### Text section
** begin **
Graduate School of Journalism and Mass Communication
Korea University
Republic of Korea
Since its birth a generation ago, the Internet has been dominated by the English language and North American culture. In a 1998 survey conducted by the Internet research group, eMarketer, two-thirds (68 percent) of a little over 60 million Internet users worldwide reside in just two countries, the United States, with 37 million users, and Canada, which has just over 4 million. About 60 percent of the Internet host computers are located in the United States. Nine out of 10 Internet users today are English-speaking. No fewer than 82 percent of home pages (web sites) are in English, according to the Internet Society’s survey of 60,000 computers with Internet addresses.

Yet some foresee an end to this electronic hegemony. The number of non-U.S. Internet users is about to outnumber those inside the country soon and increase by nine-fold over the next five years, from 16.4 million in 1997 to 143 million by the year 2002, representing an annual growth rate of 70 percent. In that case, the present practice of conducting business, presenting news and information, and performing discussion on the Internet will have to be drastically changed. The widespread use of English will eventually be contested and the Internet itself will become multicultural. This is already happening.

A consortium of American computer companies has developed a universal digital code known as Unicode to allow computers to represent the letters and characters of virtually all the world’s languages. Major search engines like Yahoo and Excite offer their services in multiple languages. Netscape Communications in partnership with the leading Latin American Internet service, Star Media Network, provides a free Internet guide in Spanish and Portuguese. Internet services in languages other than English, like Star Media, are starting to provide world and regional news, weather, stock listings, e-mail, chat rooms, Internet access and more, all in the users’ native language.
Given such developments, optimists argue that far from ending diversity, the Internet will promote it by allowing even small groups of people to disseminate their messages worldwide. By overtaking the “middle range” languages, it may actually protect minority languages threatened with extinction. A wider range of languages on the Internet means at least in theory that a wider range of ideas will be exchanged in a cyberspace, the long-promised global village.
Despite a tremendous influx of non-English languages in recent years, however, the Internet has a long way to go before it becomes a truly multilingual medium. As long as English can be understood by the largest number of Internet users, the cyberspace will continue to be dominated by English as the primary language for international discourse and commerce, European languages as a tool for regional and specialized communication, and many other minor languages for local communication.
At a glance there is an advantage to having one language dominant in the cyberspace. In a world of five to eight thousand different ethnic groups who reside in approximately 160 nation states speaking 5,000 distinct languages, some language must be the common language of the Internet. Many people believe that English must be by default the standard language on the Internet, much as it is the international language of aviation. At present there are clear indications of English becoming a lingua franca in the cyberspace.
** end **
### Extracted information
** begin **
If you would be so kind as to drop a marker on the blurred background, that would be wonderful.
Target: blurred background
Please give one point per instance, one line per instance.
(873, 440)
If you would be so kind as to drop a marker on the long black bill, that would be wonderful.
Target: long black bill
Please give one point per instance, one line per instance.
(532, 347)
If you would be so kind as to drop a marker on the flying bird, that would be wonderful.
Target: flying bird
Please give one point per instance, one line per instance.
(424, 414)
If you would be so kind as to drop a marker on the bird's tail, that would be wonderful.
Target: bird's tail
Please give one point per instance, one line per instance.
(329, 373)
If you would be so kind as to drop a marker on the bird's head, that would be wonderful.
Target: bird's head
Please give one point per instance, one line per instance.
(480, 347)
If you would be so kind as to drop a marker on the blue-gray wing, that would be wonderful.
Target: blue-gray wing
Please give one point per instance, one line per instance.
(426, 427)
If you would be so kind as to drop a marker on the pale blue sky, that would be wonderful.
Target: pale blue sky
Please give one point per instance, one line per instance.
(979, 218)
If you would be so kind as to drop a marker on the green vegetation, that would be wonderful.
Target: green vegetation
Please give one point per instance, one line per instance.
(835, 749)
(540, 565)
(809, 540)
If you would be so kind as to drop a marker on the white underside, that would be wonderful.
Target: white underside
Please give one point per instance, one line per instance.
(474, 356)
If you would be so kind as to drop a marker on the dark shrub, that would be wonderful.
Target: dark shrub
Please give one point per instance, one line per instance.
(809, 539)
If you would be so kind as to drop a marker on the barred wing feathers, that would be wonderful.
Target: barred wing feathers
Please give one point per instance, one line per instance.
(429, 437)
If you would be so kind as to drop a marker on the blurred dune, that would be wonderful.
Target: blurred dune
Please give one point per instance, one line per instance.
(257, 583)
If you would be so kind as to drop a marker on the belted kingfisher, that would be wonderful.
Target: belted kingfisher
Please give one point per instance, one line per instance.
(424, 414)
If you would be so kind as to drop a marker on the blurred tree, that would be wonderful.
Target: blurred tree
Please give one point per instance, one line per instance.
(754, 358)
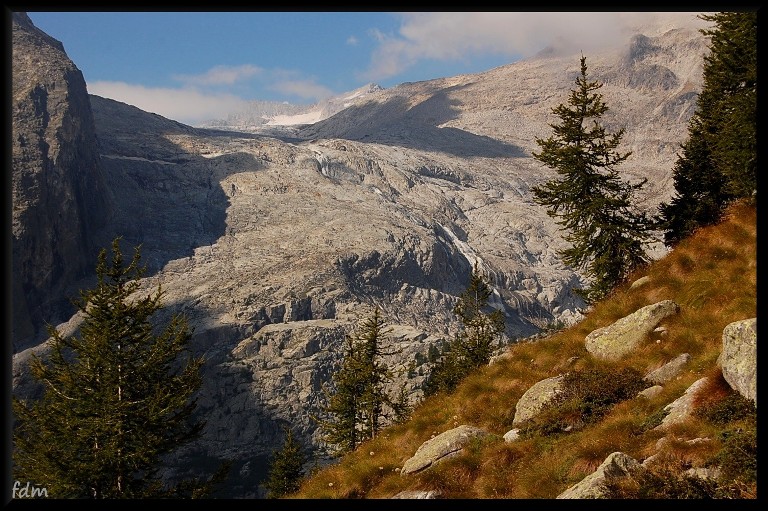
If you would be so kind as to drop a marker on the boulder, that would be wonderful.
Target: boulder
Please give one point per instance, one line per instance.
(615, 465)
(681, 408)
(532, 401)
(669, 370)
(738, 360)
(624, 335)
(443, 446)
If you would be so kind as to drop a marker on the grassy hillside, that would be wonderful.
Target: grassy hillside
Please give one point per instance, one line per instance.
(711, 275)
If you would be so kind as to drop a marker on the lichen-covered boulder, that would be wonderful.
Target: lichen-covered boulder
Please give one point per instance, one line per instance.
(616, 340)
(738, 360)
(681, 408)
(616, 465)
(534, 399)
(444, 445)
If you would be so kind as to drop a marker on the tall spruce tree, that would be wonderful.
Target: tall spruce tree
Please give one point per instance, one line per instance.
(589, 199)
(115, 399)
(473, 345)
(358, 402)
(286, 468)
(718, 163)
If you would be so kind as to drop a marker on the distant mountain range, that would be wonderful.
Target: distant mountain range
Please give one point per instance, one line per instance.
(275, 231)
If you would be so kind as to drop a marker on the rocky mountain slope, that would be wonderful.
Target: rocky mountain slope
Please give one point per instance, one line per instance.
(275, 248)
(58, 191)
** end **
### Directive 1
Translate this sentence from the text on English and the Internet into French: "Major search engines like Yahoo and Excite offer their services in multiple languages."
### Directive 2
Reproduce the stretch of the text on English and the Internet from "A consortium of" through "users’ native language.".

### Complete output 1
Les principaux moteurs de recherche comme Yahoo et Excite proposent leurs services en plusieurs langues.

### Complete output 2
A consortium of American computer companies has developed a universal digital code known as Unicode to allow computers to represent the letters and characters of virtually all the world’s languages. Major search engines like Yahoo and Excite offer their services in multiple languages. Netscape Communications in partnership with the leading Latin American Internet service, Star Media Network, provides a free Internet guide in Spanish and Portuguese. Internet services in languages other than English, like Star Media, are starting to provide world and regional news, weather, stock listings, e-mail, chat rooms, Internet access and more, all in the users’ native language.